## [TEXT PASSAGE]
-*-*-
The best solution to the character encoding problem in WordPress is to convert the charset or database and collation to UTF-8 or Unicode. However, you CANNOT simply connect to MySQL via shell or phpMyAdmin and hoping all your scripts will convert nicely. As explain by WordPress database conversion guide, convert character sets requires using the the MySQL ALTER TABLE command. When converting the character sets, all TEXT (and similar) fields are converted to UTF-8, but that conversion will BREAK existing TEXT because the conversion expects the data to be in latin1, but WordPress may have stored Unicode characters in a latin1 database, and as a result, data could end up as garbage after a conversion!

The guide provides a very rough and vague guide as a solution on how to actually convert WordPress MySQL database tables from one character set to another, usually UTF-8. However, the guide actually works, although the process can be lengthy. To convert, the steps involved generally are to alter each and every TEXT and related fields inside every WP tables to BLOB, then alter the character set of database and finally change the BLOB fields back to TEXT. Looks easy, but how long it would take to convert so many fields on so many tables? Furthermore, you will also need to remember the original type and length or values of all fields.
-*-*-
## [DATA PROVIDED]
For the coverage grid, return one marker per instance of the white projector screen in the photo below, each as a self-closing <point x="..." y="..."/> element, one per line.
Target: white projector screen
-*-*-
## [WHAT THE EXERCISE ASKS]
Reproduce the passage on converting a WordPress database to UTF-8 in full, word for word.

## [WRITTEN RESPONSE]
The best solution to the character encoding problem in WordPress is to convert the charset or database and collation to UTF-8 or Unicode. However, you CANNOT simply connect to MySQL via shell or phpMyAdmin and hoping all your scripts will convert nicely. As explain by WordPress database conversion guide, convert character sets requires using the the MySQL ALTER TABLE command. When converting the character sets, all TEXT (and similar) fields are converted to UTF-8, but that conversion will BREAK existing TEXT because the conversion expects the data to be in latin1, but WordPress may have stored Unicode characters in a latin1 database, and as a result, data could end up as garbage after a conversion!

The guide provides a very rough and vague guide as a solution on how to actually convert WordPress MySQL database tables from one character set to another, usually UTF-8. However, the guide actually works, although the process can be lengthy. To convert, the steps involved generally are to alter each and every TEXT and related fields inside every WP tables to BLOB, then alter the character set of database and finally change the BLOB fields back to TEXT. Looks easy, but how long it would take to convert so many fields on so many tables? Furthermore, you will also need to remember the original type and length or values of all fields.